§ Position annotation entries:
○ ○ ○

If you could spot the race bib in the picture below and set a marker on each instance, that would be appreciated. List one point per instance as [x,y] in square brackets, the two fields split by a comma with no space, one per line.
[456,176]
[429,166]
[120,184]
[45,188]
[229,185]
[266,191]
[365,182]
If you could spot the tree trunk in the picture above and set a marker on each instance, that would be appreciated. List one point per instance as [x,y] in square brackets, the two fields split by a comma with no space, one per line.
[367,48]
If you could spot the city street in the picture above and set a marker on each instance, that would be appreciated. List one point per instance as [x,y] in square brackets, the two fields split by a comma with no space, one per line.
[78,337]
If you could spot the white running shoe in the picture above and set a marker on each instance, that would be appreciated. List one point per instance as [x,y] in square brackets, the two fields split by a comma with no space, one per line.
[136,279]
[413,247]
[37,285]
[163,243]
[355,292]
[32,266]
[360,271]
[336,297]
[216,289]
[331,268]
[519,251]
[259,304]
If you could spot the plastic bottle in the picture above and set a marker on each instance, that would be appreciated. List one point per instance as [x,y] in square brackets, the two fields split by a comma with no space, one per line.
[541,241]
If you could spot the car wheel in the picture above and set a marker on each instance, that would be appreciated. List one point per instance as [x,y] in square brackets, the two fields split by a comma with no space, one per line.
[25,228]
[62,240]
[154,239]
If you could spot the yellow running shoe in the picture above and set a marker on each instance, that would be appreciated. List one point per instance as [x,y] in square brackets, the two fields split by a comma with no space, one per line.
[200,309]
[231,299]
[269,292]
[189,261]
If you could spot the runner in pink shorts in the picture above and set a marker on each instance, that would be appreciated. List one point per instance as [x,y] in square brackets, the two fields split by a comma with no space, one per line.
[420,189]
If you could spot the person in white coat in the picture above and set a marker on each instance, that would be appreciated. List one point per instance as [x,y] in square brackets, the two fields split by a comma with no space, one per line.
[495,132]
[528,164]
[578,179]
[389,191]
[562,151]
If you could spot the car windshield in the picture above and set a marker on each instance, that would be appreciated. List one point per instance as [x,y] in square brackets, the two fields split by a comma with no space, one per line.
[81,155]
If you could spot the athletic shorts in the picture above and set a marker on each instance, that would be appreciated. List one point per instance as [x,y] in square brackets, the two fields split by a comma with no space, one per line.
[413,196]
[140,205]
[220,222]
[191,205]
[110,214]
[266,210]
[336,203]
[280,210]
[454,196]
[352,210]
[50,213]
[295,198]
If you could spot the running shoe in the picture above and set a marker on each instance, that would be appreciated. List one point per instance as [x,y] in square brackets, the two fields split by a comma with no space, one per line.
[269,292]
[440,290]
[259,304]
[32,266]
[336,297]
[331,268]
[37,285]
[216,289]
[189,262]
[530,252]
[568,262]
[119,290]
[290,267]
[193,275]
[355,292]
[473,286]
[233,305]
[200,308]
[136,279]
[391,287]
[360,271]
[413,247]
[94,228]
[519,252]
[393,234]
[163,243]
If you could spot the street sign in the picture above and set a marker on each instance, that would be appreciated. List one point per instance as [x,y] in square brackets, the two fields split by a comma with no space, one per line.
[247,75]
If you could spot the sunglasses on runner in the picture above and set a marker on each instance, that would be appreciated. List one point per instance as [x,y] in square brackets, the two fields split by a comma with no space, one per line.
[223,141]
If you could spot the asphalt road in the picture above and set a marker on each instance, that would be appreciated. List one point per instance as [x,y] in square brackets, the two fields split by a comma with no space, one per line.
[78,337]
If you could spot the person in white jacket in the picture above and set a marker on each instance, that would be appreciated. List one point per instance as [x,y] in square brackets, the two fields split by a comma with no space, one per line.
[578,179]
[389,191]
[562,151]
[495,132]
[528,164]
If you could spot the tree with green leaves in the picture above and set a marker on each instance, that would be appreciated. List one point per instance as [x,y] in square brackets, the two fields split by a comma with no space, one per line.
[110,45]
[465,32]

○ ○ ○

Reproduce all of the entries above word for word, changing nothing.

§ Expected answer:
If you could spot the race bib in the picture below and set a marker on each instance, that would be appreciated. List one point per instance as [x,y] in square brackets, the two fields split by a comma with no space, one per line.
[456,176]
[429,166]
[120,184]
[45,188]
[229,185]
[266,191]
[365,182]
If you could spot the tree trunk in the picture above and set a marker on each instance, that would be appreciated. List one point per instance as [x,y] in square brackets, the two fields split by a comma with no space, one per line.
[367,48]
If you could spot the city street in the picture above and set a marker on each instance, that would be appreciated. List one point per instance as [x,y] in square brackets, the two fields split by a comma with no space, one per line.
[78,337]
If you could spot the white running shoe in the picture above and set a marker on each instance, that would be appreciated. List one point per instance as [x,y] in square brackets, the two fields split by a comma with no space, one per line.
[136,279]
[413,247]
[37,285]
[163,243]
[355,292]
[32,266]
[360,271]
[336,297]
[216,289]
[331,268]
[519,251]
[259,304]
If you could spot the plastic bottle in the picture above and set a marker on each instance, that would be appreciated. List one point per instance as [x,y] in square brackets, the two fields split by a comma with no space, one per line.
[541,241]
If you could spot the car wheel in the picture above and set a marker on each instance, that would be appreciated. List one point per instance as [x,y] in square brackets, the two fields split by a comma with no space, one per line.
[25,228]
[62,240]
[154,239]
If you could spot the yellow running shoe in the picture above and set a marker on each instance, that would be appreciated. List one point per instance as [x,y] in square brackets, the two fields split by a comma with no space, one per line.
[200,309]
[231,299]
[269,292]
[189,261]
If you could spot the runner in pink shorts in the picture above and set a marker on each instance, that would be appreciated. List one point per instance as [x,y] in square brackets, the two fields split by a comma with no space, one per line.
[420,189]
If you could spot the person in white coat in the picture above and set a marker on each instance, that would be appreciated. List one point per instance as [x,y] in square brackets, the two fields split by a comma with no space, one per line.
[495,132]
[528,164]
[578,179]
[389,191]
[562,151]
If you could spot the car windshield in the picture above and set a marker on each instance, that would be appreciated. List one point per instance as [x,y] in square brackets, the two fields split by a comma with no space, one per line.
[81,155]
If you could spot the athletic shorts in the picture above and set a marker on each instance, that would be appreciated. List one point per instance as [x,y] in square brackets, the two fields split by a comma with no space, one per line.
[413,196]
[140,205]
[220,222]
[191,205]
[110,214]
[266,210]
[336,203]
[280,210]
[454,196]
[352,210]
[50,213]
[295,198]
If you could spot the running shoe in the picture above and set a marker on each instance, that would be appreciated. List one point per instance as [x,y] in square brackets, the two fields split by a comma with no space, one per line.
[269,292]
[440,290]
[259,304]
[32,266]
[336,297]
[331,268]
[37,285]
[216,289]
[189,262]
[530,252]
[568,262]
[119,290]
[290,267]
[193,275]
[355,292]
[473,286]
[233,305]
[200,308]
[136,279]
[391,287]
[360,271]
[413,247]
[94,228]
[519,252]
[393,234]
[163,243]
If you could spot the street sign in the picture above and set a marker on each instance, that would be appreciated. List one point per instance as [x,y] in square brackets, the two fields split by a comma with no space, one per line.
[247,75]
If you could spot the sunglasses on runner in the picture above and set a marker on each instance, that would be appreciated. List one point per instance as [x,y] in square brackets, the two fields split by a comma with no space, one per line.
[223,141]
If you could spot the asphalt road in the picture above and set a marker on each instance, that would be appreciated. List one point per instance as [x,y] in square brackets, the two fields split by a comma with no space, one per line.
[78,337]
If you could spot the person in white jacket in the picture above and set a marker on each instance, that would be appreciated. List one point per instance as [x,y] in square brackets, the two fields split by a comma with no space, one per line.
[578,179]
[389,191]
[562,151]
[495,132]
[528,164]
If you could spot the tree with green leaves in the picture above and set a marker on each instance, that would be appreciated. List one point per instance as [x,y] in square brackets, the two fields split by a comma with no space, one per line.
[110,45]
[465,32]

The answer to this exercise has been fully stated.